## [Supplied material]

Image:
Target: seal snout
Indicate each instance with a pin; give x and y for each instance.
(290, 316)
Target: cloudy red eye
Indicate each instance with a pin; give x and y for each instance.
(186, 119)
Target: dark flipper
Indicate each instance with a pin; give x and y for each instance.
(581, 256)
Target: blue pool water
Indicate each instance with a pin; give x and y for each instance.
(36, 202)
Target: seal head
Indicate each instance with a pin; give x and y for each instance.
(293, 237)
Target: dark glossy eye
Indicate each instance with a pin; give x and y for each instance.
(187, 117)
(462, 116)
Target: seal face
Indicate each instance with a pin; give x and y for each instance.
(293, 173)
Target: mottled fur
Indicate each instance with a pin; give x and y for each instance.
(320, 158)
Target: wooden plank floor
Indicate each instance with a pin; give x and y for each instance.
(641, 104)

## [Exercise prompt]
Copy the entries word for word, starting at the line that contains "Target: wooden plank floor" and ending at the last line of the entries.

## [Solution to this exercise]
Target: wooden plank floor
Indicate each instance with a pin; give x and y for each instance.
(641, 104)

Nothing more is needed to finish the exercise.